**Problem details:** Swap every "sample" in the data below for "template", leaving everything else unchanged.

(begin)

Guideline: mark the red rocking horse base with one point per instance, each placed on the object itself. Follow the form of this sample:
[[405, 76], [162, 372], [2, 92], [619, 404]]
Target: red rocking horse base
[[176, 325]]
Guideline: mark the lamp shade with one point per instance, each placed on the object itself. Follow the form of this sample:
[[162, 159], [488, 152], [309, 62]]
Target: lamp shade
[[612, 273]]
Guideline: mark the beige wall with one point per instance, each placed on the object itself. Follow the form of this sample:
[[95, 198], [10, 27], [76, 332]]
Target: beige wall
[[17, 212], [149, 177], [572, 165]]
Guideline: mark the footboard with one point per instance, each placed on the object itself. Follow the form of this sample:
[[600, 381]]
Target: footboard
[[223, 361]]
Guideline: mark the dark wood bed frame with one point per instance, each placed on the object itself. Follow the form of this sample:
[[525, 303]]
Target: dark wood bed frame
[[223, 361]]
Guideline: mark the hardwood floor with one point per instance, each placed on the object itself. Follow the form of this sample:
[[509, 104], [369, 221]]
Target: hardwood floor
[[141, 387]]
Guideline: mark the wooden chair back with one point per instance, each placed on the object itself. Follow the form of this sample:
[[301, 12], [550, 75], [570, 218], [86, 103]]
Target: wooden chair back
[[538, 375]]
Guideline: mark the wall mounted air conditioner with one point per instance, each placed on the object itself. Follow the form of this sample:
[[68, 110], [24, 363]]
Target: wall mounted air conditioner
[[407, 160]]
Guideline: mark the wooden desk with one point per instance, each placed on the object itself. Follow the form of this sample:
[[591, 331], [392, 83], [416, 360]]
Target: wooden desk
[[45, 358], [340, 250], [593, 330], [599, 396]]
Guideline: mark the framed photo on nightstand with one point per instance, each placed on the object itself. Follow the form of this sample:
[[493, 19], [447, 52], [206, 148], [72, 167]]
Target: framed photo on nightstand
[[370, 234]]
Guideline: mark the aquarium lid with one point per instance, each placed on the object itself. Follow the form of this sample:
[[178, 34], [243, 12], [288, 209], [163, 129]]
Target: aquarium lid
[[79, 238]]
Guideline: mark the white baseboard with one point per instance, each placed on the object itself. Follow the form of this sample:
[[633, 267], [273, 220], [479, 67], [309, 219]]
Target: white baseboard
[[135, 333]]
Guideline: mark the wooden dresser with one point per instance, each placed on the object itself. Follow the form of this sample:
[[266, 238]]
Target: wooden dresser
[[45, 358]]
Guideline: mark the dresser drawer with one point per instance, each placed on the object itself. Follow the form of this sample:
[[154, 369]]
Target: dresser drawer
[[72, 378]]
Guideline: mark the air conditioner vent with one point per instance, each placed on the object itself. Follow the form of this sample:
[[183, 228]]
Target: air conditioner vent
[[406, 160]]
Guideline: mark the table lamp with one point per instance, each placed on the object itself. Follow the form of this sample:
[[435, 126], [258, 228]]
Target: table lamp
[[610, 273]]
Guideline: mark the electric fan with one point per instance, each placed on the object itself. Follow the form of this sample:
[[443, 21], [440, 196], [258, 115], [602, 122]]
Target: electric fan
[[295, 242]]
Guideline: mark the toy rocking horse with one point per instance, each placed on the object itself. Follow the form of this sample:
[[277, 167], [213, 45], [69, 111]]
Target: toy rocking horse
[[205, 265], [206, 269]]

(end)

**Correct response:**
Guideline: mark the red rocking horse base with one point per instance, each placed on the object itself. Follow the form of this template:
[[405, 76], [162, 372], [2, 92], [619, 404]]
Target: red rocking horse base
[[176, 325]]
Guideline: mark the lamp shade with one point per instance, each placed on the object itself. Follow the form of this template:
[[162, 159], [488, 152], [309, 62]]
Target: lamp shade
[[612, 273]]
Guideline: mark the beige wall with one point per instance, each placed on the object itself. Follow the form of this template:
[[95, 198], [10, 27], [76, 332]]
Target: beige wall
[[17, 212], [149, 177], [572, 165]]
Guideline: mark the footboard with one point per instance, each placed on the object itself. Follow the form of this template:
[[600, 381]]
Target: footboard
[[223, 361]]
Guideline: mark the dark wood bed frame with one point per instance, each placed on the object itself. Follow the form of this template:
[[525, 303]]
Target: dark wood bed frame
[[223, 361]]
Guideline: mark the hardwood floor with one point per instance, each placed on the object itself. Follow the form of this template:
[[509, 104], [369, 221]]
Target: hardwood floor
[[141, 387]]
Guideline: mark the wooden chair back with one point per instance, each placed on the object itself. Follow the form of this template:
[[301, 12], [550, 75], [570, 218], [86, 103]]
Target: wooden chair back
[[538, 375]]
Guideline: mark the wall mounted air conditioner with one point per instance, each placed on the object itself. Follow the form of this template:
[[68, 110], [24, 363]]
Target: wall mounted air conditioner
[[407, 160]]
Guideline: mark the wooden desk with one point per instance, each placed on the object itself. Follow the form of this template:
[[591, 331], [392, 83], [416, 360]]
Target: wooden desk
[[45, 358], [340, 250], [593, 330], [599, 396]]
Guideline: mark the framed photo on nightstand with one point per instance, each placed on the object itself. Follow the form of this template:
[[493, 19], [447, 52], [206, 148], [72, 167]]
Target: framed photo on nightstand
[[370, 234]]
Guideline: mark the aquarium lid with one point per instance, each placed on the object itself. Follow the form of this template:
[[178, 34], [243, 12], [288, 209], [163, 129]]
Target: aquarium lid
[[79, 238]]
Guideline: mark the white baseboard with one point per instance, each placed on the object itself. Follow the form of this template:
[[633, 267], [273, 220], [479, 67], [309, 219]]
Target: white baseboard
[[135, 333]]
Guideline: mark the wooden dresser with one point per instance, each placed on the object itself. Follow the form of this template:
[[266, 238]]
Target: wooden dresser
[[45, 358]]
Guideline: mark the dresser drawer with one point per instance, each placed on the object itself. Follow the form of this template:
[[154, 369]]
Target: dresser drawer
[[72, 378]]
Guideline: mark the air conditioner vent with one point per instance, each placed on the object itself. Follow the form of this template:
[[183, 228]]
Target: air conditioner vent
[[406, 160]]
Guideline: mark the table lamp with one point per instance, each placed on the object itself. Follow the form of this template:
[[435, 126], [258, 228]]
Target: table lamp
[[610, 273]]
Guideline: mark the electric fan with one point per instance, each placed on the object itself. Follow the form of this template:
[[443, 21], [440, 196], [258, 115], [602, 122]]
Target: electric fan
[[295, 242]]
Guideline: mark the toy rocking horse with one point per instance, each placed on the object itself. Follow the form of this template:
[[277, 167], [213, 45], [69, 111]]
Target: toy rocking horse
[[205, 265], [206, 269]]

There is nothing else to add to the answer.